• СТРАНИЦА
====================

Сам прослужив не один год на боевых кораблях, я имею достаточное представление о том, как должна быть организована дозорно-противопожарная служба на корабле. Удивительно, но ни в одном документе, касающемся «Императрицы Марии», я не нашел никаких данных об организации дозорной службы на корабле. Для тех, кто не служил на кораблях, поясню: на каждом корабле назначается суточный дозор, который по установленному графику обходит (особенно часто в ночное время!) все внутренние помещения корабля и особенно наиболее опасные во взрывопожарном отношении. Отметим, что взрыв произошел ранним утром, когда в подбашенном отделении не могли быть не только посторонние, но и собственно комендоры, но там вполне мог находиться дозорный. А может, дозорной службы на «Императрицы Марии» не существовало вообще?
При этом надо понимать, что, наверное, ни в одном флоте мира еще ни один боевой корабль никогда не доводился до полного совершенства. В таком сложном и огромном организме, как боевой корабль (а на огромном дредноуте тем более), всегда при желании можно найти немало огрехов и невыполнений каких-либо уставных требований. Заметим и то, что «Императрица Мария» была головным кораблем серии черноморских дредноутов и на ней только отрабатывалась еще достаточно «сырая» внутренняя организация для кораблей столь большого для Черного моря водоизмещения. Помимо этого линкор вводился в строй во время войны, и вводился весьма спешно, с массой недоделок. Достройка «Марии» происходила до самого последнего дня короткой жизни линкора. Можно представить сложность ситуации для офицерского состава корабля, когда одновременно надо было дооборудовать корабль и одновременно ходить на нем в боевые походы. Отметим и то, что именно все вышеперечисленные обстоятельства и могли послужить весьма серьезными предпосылками к произошедшей трагедии.
В своих воспоминаниях Крылов писал, что первый же вопрос следственной комиссии о незаконном существовании дубликата ключей от крюйт-камеры заставил командира и старшего офицера корабля сильно заволноваться. Волновались оба не зря. И командир линкора, и его старший офицер прекрасно знали настоящее положение дел на своем корабле, а потому сразу поняли опасность заданного вопроса для себя лично. При дальнейшем расследовании оказалось, что в крюйт-камеру вообще можно было попасть без всяких ключей: из башни главного калибра через люк снарядных погребов по узкому темному проходу… Такая же конструктивная особенность имелась на двух других однотипных кораблях — «Екатерине» и «Александре III». Но там командование помнило о ней и люки погребов были надежно заперты. А на «Императрице Марии» о существовании незапертого лаза в крюйт-камеру знали даже старослужащие матросы и унтер-офицеры. Этот ошеломляющий факт, несомненно, служил доказательством преступной халатности командира и старшего офицера линкора. Так что показания обожженного комендора носовой башни и заверения офицеров корабля о том, что посторонний якобы не мог попасть в крюйт-камеру, были весьма далеки от истины. А кто мог быть этим посторонним? Следствие установило, что в последнее время на корабле работали инженеры и мастеровые с Севастопольского морзавода и с Путиловского завода, разделенные на небольшие партии. Ежедневно на линкор прибывала группа рабочих количеством до 150 человек.

====================

• ВХОДНЫЕ СТРОКИ
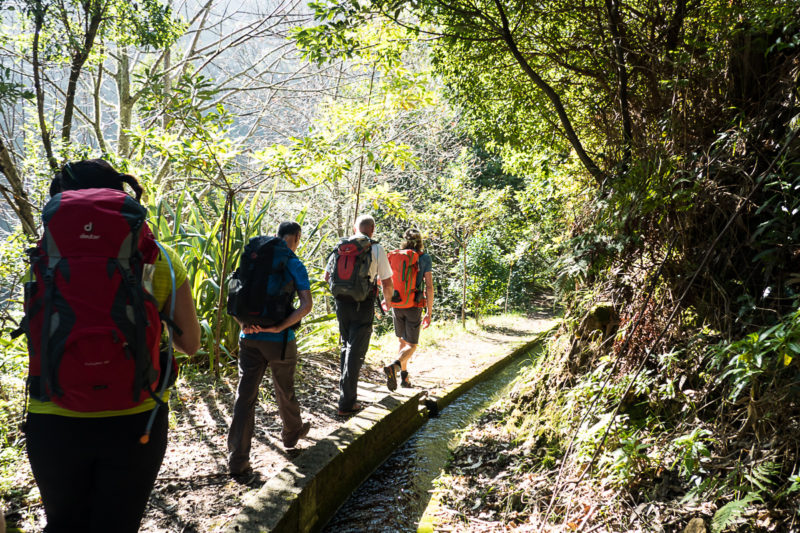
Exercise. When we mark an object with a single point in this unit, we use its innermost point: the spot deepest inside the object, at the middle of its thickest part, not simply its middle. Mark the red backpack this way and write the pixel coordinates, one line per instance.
(350, 279)
(93, 330)
(406, 279)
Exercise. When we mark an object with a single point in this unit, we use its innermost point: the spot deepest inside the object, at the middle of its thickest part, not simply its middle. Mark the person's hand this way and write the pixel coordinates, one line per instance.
(426, 320)
(249, 330)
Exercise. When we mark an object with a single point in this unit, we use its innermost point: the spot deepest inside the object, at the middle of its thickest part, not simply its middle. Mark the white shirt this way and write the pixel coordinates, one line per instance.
(379, 268)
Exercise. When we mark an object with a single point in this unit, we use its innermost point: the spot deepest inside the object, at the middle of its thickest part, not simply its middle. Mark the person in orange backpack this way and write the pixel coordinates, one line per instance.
(411, 269)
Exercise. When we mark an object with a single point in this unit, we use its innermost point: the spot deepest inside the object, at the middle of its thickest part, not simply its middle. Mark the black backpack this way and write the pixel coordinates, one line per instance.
(261, 290)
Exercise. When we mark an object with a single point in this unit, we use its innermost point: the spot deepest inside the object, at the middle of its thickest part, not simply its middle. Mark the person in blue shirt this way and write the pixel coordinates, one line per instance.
(261, 347)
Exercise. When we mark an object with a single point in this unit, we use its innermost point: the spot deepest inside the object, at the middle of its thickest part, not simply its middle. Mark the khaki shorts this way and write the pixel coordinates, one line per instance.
(407, 323)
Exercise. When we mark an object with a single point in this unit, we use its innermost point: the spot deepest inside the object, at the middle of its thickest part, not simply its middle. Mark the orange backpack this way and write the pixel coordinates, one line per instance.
(406, 279)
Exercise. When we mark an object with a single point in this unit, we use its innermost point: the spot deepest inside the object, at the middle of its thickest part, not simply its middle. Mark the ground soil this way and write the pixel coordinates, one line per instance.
(194, 492)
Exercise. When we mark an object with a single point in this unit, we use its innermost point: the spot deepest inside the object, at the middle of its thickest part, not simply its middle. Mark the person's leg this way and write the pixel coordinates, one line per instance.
(125, 471)
(360, 331)
(251, 371)
(409, 337)
(283, 380)
(406, 351)
(409, 341)
(61, 464)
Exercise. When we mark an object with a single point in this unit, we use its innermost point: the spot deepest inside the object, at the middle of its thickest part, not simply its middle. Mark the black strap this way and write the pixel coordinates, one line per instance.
(285, 342)
(47, 373)
(141, 354)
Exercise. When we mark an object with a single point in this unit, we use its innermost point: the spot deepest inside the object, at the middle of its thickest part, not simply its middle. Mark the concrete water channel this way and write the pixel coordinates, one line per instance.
(376, 469)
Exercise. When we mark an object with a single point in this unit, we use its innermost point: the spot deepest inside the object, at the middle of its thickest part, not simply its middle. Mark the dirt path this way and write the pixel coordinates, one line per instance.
(194, 492)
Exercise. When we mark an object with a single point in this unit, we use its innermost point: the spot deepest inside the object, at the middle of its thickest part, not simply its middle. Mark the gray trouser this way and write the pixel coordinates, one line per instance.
(355, 328)
(254, 358)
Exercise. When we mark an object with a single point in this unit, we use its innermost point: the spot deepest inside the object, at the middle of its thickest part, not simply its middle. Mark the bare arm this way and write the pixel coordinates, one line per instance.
(429, 291)
(188, 341)
(388, 290)
(426, 320)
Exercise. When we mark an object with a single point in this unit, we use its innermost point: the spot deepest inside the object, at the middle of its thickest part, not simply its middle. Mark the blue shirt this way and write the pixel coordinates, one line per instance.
(300, 276)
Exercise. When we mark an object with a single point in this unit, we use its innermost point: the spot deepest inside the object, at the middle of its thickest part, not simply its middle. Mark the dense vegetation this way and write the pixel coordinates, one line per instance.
(640, 159)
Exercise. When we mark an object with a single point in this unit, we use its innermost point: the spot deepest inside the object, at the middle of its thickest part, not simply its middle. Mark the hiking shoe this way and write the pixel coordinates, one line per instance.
(244, 476)
(391, 377)
(350, 412)
(291, 442)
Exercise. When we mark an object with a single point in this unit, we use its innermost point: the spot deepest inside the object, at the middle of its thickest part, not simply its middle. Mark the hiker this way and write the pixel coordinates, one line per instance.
(411, 266)
(267, 279)
(99, 281)
(353, 270)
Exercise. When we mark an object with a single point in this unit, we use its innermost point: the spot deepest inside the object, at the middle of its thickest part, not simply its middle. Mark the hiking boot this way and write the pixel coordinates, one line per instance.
(391, 377)
(244, 476)
(291, 442)
(353, 410)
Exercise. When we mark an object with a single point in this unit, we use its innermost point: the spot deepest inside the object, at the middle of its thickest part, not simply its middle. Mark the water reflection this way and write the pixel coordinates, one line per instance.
(394, 498)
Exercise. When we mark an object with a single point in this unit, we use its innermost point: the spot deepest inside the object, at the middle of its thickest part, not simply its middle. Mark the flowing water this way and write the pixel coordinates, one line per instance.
(394, 498)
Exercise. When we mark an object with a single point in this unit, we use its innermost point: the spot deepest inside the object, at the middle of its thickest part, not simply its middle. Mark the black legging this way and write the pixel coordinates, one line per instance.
(93, 474)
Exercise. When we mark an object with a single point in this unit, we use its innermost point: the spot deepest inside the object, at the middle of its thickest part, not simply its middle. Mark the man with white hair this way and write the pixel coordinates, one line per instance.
(354, 269)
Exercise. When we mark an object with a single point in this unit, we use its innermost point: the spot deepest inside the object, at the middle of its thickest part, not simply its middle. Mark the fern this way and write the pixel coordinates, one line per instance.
(762, 476)
(730, 512)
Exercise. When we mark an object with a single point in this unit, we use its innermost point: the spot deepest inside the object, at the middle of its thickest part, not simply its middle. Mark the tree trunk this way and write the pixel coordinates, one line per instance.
(363, 145)
(18, 199)
(94, 13)
(98, 113)
(508, 287)
(126, 102)
(39, 12)
(226, 224)
(620, 45)
(464, 289)
(554, 98)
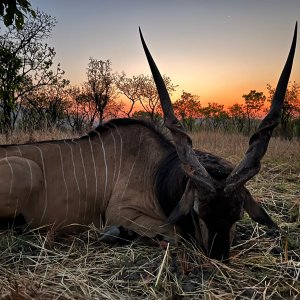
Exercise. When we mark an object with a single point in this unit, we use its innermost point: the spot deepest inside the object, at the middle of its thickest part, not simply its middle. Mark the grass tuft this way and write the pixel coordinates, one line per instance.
(264, 264)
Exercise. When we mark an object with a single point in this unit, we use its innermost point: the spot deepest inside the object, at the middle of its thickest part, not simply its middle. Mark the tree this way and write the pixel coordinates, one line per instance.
(14, 11)
(215, 115)
(98, 89)
(131, 88)
(254, 102)
(187, 107)
(75, 110)
(237, 115)
(290, 110)
(149, 96)
(45, 107)
(25, 65)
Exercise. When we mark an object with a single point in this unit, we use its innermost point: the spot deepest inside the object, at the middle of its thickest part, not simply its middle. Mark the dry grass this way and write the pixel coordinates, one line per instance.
(264, 264)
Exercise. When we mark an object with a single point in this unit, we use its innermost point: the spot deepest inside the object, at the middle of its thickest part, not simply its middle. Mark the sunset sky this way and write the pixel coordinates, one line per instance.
(218, 50)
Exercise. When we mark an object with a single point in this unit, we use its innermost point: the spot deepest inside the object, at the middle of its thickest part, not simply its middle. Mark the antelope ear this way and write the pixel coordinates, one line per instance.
(257, 213)
(184, 206)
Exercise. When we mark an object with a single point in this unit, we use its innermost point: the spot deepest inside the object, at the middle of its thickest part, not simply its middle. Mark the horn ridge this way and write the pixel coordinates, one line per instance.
(259, 141)
(183, 142)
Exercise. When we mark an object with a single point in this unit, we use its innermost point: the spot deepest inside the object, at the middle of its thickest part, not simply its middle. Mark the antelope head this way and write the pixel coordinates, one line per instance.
(216, 204)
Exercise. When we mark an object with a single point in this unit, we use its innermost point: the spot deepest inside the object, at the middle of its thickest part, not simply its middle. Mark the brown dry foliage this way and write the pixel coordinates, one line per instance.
(264, 264)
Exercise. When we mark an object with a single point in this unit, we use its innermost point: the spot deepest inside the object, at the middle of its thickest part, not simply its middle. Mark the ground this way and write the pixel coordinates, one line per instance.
(264, 264)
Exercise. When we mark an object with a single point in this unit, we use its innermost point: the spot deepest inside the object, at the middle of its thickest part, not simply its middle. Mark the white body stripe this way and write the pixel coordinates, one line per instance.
(45, 182)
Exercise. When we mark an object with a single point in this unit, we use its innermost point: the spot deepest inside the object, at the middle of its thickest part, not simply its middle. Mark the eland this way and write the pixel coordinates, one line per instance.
(128, 176)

====================

• ЗАДАНИЯ
1 - Верните без изменений фрагмент текста о линкоре «Императрица Мария» от слов «Сам прослужив не» до слов «не существовало вообще?».
2 - Перечислите все строки, в которых встречается слово «sunset», переписав каждую целиком. Регистр букв учитывается.

• ГОТОВЫЕ ОТВЕТЫ
1 -
Сам прослужив не один год на боевых кораблях, я имею достаточное представление о том, как должна быть организована дозорно-противопожарная служба на корабле. Удивительно, но ни в одном документе, касающемся «Императрицы Марии», я не нашел никаких данных об организации дозорной службы на корабле. Для тех, кто не служил на кораблях, поясню: на каждом корабле назначается суточный дозор, который по установленному графику обходит (особенно часто в ночное время!) все внутренние помещения корабля и особенно наиболее опасные во взрывопожарном отношении. Отметим, что взрыв произошел ранним утром, когда в подбашенном отделении не могли быть не только посторонние, но и собственно комендоры, но там вполне мог находиться дозорный. А может, дозорной службы на «Императрицы Марии» не существовало вообще?

2 -
Exercise. When we mark an object with a single point in this unit, we use its innermost point: the spot deepest inside the object, at the middle of its thickest part, not simply its middle. Mark the sunset sky this way and write the pixel coordinates, one line per instance.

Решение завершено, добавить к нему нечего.